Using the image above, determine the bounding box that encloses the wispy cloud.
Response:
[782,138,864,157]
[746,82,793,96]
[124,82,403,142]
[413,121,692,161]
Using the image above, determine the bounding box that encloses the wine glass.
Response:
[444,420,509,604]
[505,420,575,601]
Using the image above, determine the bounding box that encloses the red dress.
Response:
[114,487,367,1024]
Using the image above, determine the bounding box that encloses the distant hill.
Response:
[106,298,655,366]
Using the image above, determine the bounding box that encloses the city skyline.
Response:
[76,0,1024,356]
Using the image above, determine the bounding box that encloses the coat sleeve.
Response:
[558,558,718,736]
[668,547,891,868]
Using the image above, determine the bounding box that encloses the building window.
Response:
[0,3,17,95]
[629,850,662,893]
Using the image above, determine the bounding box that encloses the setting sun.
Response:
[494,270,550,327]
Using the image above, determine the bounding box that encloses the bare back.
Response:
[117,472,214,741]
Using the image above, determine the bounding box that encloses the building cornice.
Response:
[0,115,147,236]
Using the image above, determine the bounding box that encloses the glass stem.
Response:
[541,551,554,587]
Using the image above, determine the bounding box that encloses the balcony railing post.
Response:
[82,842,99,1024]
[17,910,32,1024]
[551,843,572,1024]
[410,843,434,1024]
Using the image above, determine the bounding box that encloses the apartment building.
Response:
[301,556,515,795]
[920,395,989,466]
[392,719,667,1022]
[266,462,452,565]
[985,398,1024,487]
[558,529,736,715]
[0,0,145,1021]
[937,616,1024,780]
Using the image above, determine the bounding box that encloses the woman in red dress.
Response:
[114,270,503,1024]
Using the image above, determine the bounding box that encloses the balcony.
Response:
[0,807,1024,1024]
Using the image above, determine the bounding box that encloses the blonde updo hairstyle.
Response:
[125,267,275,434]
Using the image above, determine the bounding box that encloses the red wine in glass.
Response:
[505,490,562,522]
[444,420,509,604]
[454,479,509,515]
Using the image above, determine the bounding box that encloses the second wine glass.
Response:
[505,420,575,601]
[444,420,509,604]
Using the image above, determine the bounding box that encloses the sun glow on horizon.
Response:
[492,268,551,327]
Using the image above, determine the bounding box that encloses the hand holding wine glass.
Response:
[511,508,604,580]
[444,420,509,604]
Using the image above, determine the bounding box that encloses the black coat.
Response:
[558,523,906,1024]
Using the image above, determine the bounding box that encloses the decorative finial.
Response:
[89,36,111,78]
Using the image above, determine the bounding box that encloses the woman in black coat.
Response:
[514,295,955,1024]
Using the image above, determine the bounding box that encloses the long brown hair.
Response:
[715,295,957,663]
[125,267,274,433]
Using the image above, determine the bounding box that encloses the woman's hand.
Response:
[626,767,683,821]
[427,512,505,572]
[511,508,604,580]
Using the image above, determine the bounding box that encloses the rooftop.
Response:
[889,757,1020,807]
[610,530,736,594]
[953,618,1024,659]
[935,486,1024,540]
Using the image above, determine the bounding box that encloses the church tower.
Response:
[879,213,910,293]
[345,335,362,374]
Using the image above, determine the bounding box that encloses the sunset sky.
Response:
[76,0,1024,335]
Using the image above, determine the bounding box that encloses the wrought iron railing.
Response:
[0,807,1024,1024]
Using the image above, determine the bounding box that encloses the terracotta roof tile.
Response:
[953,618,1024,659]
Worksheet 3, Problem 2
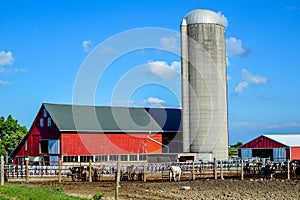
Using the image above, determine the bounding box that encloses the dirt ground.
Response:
[21,179,300,200]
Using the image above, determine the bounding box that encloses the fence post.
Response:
[192,161,195,181]
[143,161,147,182]
[58,158,61,183]
[288,160,291,180]
[220,161,224,180]
[214,158,218,179]
[115,155,121,200]
[0,156,4,185]
[89,159,92,182]
[25,158,29,183]
[241,159,244,181]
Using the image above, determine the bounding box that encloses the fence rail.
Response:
[4,160,300,181]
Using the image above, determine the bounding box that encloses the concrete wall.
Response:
[181,11,228,160]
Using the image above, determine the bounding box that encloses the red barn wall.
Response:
[61,133,162,156]
[16,107,60,159]
[291,147,300,160]
[240,136,287,149]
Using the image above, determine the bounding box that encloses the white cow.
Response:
[169,166,182,181]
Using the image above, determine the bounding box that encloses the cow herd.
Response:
[244,161,300,180]
[68,161,300,181]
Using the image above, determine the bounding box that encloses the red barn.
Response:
[239,134,300,161]
[11,103,182,163]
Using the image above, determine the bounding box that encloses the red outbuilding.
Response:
[11,103,182,163]
[239,134,300,161]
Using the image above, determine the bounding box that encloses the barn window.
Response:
[48,117,51,127]
[24,140,28,151]
[40,118,44,127]
[109,155,118,161]
[40,140,48,153]
[121,155,128,161]
[129,155,137,161]
[63,156,78,162]
[44,108,48,117]
[95,155,108,162]
[139,154,147,160]
[80,156,93,162]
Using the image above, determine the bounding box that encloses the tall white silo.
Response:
[181,9,228,160]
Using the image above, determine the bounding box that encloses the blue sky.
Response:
[0,0,300,144]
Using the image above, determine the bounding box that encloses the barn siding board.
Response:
[11,104,182,162]
[291,147,300,160]
[241,148,252,158]
[61,133,162,155]
[240,136,287,149]
[273,148,286,162]
[14,106,60,157]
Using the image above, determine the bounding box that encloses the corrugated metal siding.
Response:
[16,106,60,156]
[291,147,300,160]
[240,136,287,149]
[61,133,162,155]
[241,149,252,158]
[273,148,286,162]
[48,140,60,155]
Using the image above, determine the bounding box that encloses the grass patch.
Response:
[0,185,86,200]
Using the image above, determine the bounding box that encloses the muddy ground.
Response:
[18,179,300,200]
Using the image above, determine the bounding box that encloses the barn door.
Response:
[48,140,60,155]
[241,149,252,158]
[273,148,286,162]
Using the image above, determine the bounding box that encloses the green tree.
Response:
[0,115,27,155]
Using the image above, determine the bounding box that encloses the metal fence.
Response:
[1,159,300,181]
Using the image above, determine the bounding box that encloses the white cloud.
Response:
[234,81,249,94]
[82,40,91,52]
[227,75,231,81]
[217,11,228,28]
[0,80,10,85]
[100,45,115,54]
[266,122,300,129]
[226,56,230,67]
[235,69,268,94]
[242,69,267,85]
[0,67,27,76]
[226,37,248,57]
[0,51,15,66]
[147,61,181,79]
[160,36,179,51]
[144,97,166,104]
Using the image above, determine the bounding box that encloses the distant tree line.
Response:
[0,115,27,156]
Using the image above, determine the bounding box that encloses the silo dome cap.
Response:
[181,9,224,26]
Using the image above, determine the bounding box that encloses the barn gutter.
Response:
[147,131,170,153]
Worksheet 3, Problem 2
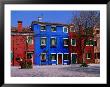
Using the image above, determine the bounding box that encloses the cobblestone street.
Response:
[11,64,100,77]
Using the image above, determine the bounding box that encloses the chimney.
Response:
[18,21,22,32]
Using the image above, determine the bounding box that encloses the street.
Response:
[11,64,100,77]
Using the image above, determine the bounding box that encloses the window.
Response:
[63,27,68,33]
[27,52,33,59]
[86,40,95,46]
[50,54,57,60]
[70,27,75,32]
[51,26,56,32]
[71,39,76,46]
[94,41,97,46]
[41,25,46,31]
[86,53,91,59]
[27,36,33,44]
[63,38,69,46]
[63,53,69,60]
[51,37,56,46]
[41,53,46,61]
[96,30,100,34]
[40,37,46,46]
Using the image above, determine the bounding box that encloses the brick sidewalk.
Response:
[11,64,100,77]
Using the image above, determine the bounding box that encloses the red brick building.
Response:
[69,24,82,64]
[11,21,34,66]
[69,25,95,64]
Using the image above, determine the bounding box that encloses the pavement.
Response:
[11,64,100,77]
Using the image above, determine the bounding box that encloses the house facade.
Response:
[32,21,70,65]
[11,21,34,66]
[69,24,95,64]
[93,26,100,64]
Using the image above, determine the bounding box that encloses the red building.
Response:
[69,24,95,64]
[11,21,34,66]
[69,24,82,64]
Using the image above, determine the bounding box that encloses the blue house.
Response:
[32,21,70,65]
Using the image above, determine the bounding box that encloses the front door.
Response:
[71,54,77,64]
[58,54,62,64]
[27,52,34,64]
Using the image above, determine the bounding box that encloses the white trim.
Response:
[50,37,56,39]
[86,53,92,59]
[51,25,57,32]
[64,53,69,54]
[71,53,77,64]
[71,38,76,46]
[51,60,57,61]
[26,36,34,45]
[57,53,63,64]
[41,37,47,38]
[63,26,68,33]
[40,24,46,31]
[63,38,69,46]
[51,53,56,54]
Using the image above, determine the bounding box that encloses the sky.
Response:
[11,11,78,27]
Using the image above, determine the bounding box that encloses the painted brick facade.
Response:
[11,21,34,66]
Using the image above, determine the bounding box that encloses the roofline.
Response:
[32,21,69,26]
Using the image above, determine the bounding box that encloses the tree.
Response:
[72,11,100,29]
[72,11,100,63]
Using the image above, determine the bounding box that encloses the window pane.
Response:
[63,54,69,60]
[51,38,56,46]
[64,28,67,32]
[27,36,32,44]
[64,39,68,46]
[41,26,46,31]
[72,39,76,45]
[41,54,46,61]
[51,54,56,60]
[27,53,32,59]
[87,53,91,58]
[51,27,56,31]
[41,38,46,45]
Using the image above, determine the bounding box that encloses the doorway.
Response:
[57,53,63,64]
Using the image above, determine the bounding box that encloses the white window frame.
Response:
[71,53,77,64]
[63,26,68,33]
[40,37,47,46]
[63,38,69,46]
[40,53,46,60]
[51,53,57,61]
[50,37,56,46]
[51,26,57,32]
[57,53,63,64]
[86,53,91,59]
[70,27,75,32]
[27,36,33,44]
[63,53,69,60]
[26,52,34,64]
[71,38,76,46]
[40,25,46,31]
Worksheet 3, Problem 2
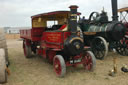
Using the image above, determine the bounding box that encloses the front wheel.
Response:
[53,55,66,77]
[83,51,96,71]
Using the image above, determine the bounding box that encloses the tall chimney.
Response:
[68,5,78,34]
[111,0,118,21]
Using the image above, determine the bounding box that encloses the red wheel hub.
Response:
[83,53,93,70]
[54,58,62,75]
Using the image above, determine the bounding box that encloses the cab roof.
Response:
[31,11,81,19]
[118,7,128,12]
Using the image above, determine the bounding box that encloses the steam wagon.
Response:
[118,7,128,56]
[20,5,96,77]
[79,0,126,59]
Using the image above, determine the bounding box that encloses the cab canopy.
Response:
[31,11,81,28]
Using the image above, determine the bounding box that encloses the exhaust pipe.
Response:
[68,5,78,34]
[111,0,118,21]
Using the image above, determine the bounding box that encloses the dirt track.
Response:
[5,40,128,85]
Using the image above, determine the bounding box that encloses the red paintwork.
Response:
[20,27,44,41]
[41,32,71,49]
[31,11,81,19]
[47,50,56,63]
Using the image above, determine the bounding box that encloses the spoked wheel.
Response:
[53,55,66,77]
[23,41,32,58]
[116,37,128,56]
[83,51,96,71]
[0,49,7,84]
[91,37,108,60]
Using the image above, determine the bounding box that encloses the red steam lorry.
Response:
[20,5,96,77]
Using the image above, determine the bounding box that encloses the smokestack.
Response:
[68,5,78,34]
[111,0,118,21]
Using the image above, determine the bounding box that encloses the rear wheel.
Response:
[53,55,66,77]
[23,41,32,58]
[83,51,96,71]
[0,49,7,83]
[91,37,108,60]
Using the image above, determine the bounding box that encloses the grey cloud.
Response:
[0,0,128,26]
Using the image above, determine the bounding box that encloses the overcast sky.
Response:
[0,0,128,27]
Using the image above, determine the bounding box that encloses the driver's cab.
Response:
[32,11,73,31]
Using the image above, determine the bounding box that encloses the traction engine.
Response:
[79,0,126,59]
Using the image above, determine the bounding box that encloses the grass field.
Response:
[4,40,128,85]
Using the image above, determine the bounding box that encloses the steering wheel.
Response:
[89,12,100,21]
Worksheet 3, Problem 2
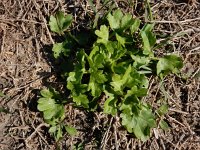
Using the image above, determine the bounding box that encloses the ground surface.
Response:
[0,0,200,150]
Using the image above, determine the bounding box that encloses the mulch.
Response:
[0,0,200,150]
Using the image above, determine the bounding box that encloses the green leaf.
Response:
[110,65,132,94]
[116,33,126,47]
[49,12,72,34]
[130,18,141,34]
[157,104,169,116]
[104,94,117,116]
[95,25,109,44]
[0,107,10,114]
[157,55,183,78]
[107,9,123,30]
[40,89,53,98]
[65,126,77,136]
[49,126,57,134]
[159,120,169,130]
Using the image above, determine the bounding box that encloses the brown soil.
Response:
[0,0,200,150]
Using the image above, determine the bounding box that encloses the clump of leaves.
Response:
[38,10,183,141]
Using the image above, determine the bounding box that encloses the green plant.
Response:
[38,10,183,141]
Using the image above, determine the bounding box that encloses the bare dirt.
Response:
[0,0,200,150]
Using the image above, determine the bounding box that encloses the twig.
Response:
[147,17,200,24]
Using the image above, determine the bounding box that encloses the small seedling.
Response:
[38,10,183,141]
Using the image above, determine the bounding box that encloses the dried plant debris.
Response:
[0,0,200,150]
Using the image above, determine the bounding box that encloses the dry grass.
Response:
[0,0,200,150]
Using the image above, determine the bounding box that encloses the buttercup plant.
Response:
[38,9,183,141]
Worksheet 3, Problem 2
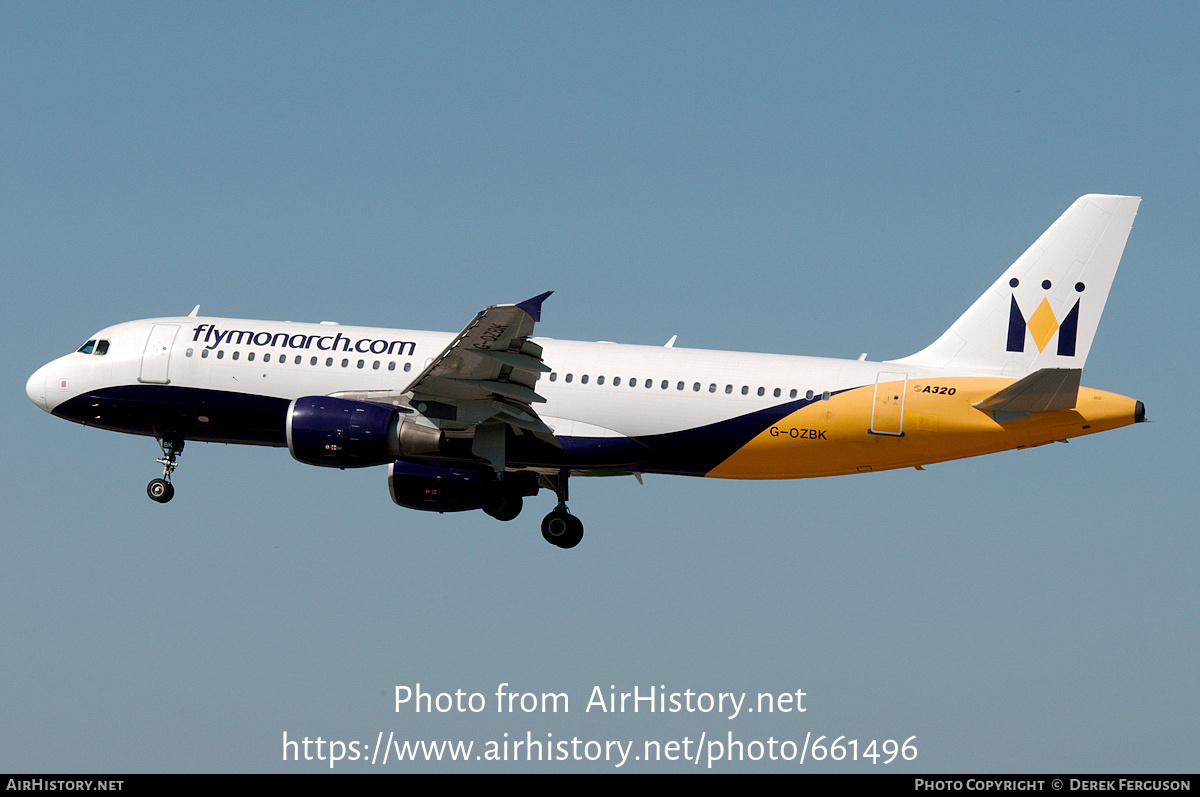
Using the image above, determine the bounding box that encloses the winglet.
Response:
[517,290,554,320]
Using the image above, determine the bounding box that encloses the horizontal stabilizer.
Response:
[972,368,1084,423]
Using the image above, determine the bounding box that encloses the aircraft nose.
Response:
[25,366,49,412]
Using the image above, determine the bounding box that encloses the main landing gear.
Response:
[146,437,184,504]
[541,469,583,549]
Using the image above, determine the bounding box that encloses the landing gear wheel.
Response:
[484,496,524,520]
[541,507,583,549]
[146,479,175,504]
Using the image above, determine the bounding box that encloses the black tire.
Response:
[484,496,524,521]
[541,509,583,549]
[146,479,175,504]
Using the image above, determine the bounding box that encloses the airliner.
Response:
[25,194,1146,549]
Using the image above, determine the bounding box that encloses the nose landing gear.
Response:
[146,437,184,504]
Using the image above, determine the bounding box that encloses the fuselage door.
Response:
[871,371,908,437]
[138,324,179,384]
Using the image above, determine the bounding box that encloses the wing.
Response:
[404,290,553,437]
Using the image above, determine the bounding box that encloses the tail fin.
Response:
[894,193,1141,377]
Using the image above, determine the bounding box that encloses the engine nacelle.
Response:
[287,396,442,468]
[388,461,538,513]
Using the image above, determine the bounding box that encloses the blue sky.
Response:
[0,2,1200,772]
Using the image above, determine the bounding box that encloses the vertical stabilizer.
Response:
[894,193,1141,377]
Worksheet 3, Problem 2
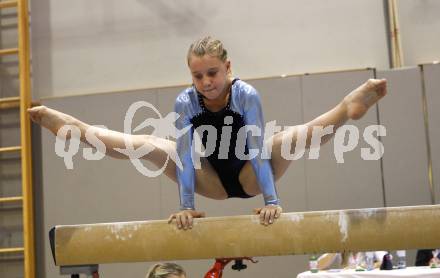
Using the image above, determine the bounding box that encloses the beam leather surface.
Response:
[55,205,440,266]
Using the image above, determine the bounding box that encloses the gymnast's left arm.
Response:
[242,85,282,225]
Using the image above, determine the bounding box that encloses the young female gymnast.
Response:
[145,263,186,278]
[29,37,386,229]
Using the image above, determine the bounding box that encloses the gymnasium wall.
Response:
[0,0,440,277]
[35,65,440,278]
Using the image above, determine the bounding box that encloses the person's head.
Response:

What needs to be done ::
Copy the items again, starting at the line that has "the city skyline." and stopping after the line that has "[454,479,509,515]". Add -28 to every coordinate in the answers and leave all other lines unchanged.

Result of this exercise ::
Using the image above, determine the bounding box that encloses the city skyline.
Response:
[48,-28,996,328]
Using the image above, determine the bounding box that encloses the coat sleeve.
Response:
[530,530,690,708]
[640,519,863,840]
Using the image above, determine the bounding box that encloses the building window.
Response:
[-28,-25,-11,67]
[601,822,634,865]
Using the image above, determine the bounding box that encloses the setting sun.
Response:
[466,242,522,299]
Using the image above, determine the bounding box that encloses the bare back.
Response:
[89,444,186,713]
Using the image above, determine the bounding box that encloses the building cornice.
Response:
[-28,87,119,208]
Using the image above, determine the bounding box that encloses the glass stem.
Response:
[513,523,526,559]
Using the image above, determine the bounding box that encloses the balcony railing post.
Response:
[54,814,71,996]
[-11,882,4,996]
[523,815,544,996]
[382,815,406,996]
Using the image above, determine the bounding box that encloses the apartment building.
Response:
[273,528,487,767]
[892,367,961,438]
[364,691,639,994]
[238,434,424,537]
[957,370,996,459]
[530,501,708,687]
[-28,-28,117,993]
[909,588,996,752]
Using the image above, determine the bounding box that encloses the woman in red dress.
Response:
[86,242,475,996]
Using the image above, determine the bounding box that encloses the balcony.
Response:
[-28,779,996,996]
Using the image above, determine the bounding box that encloses the blonde updo hairstyle.
Response:
[97,239,247,406]
Using the image above, determine the bounding box that encloses the red wine in glass.
Response:
[477,462,534,494]
[416,392,481,576]
[426,451,481,487]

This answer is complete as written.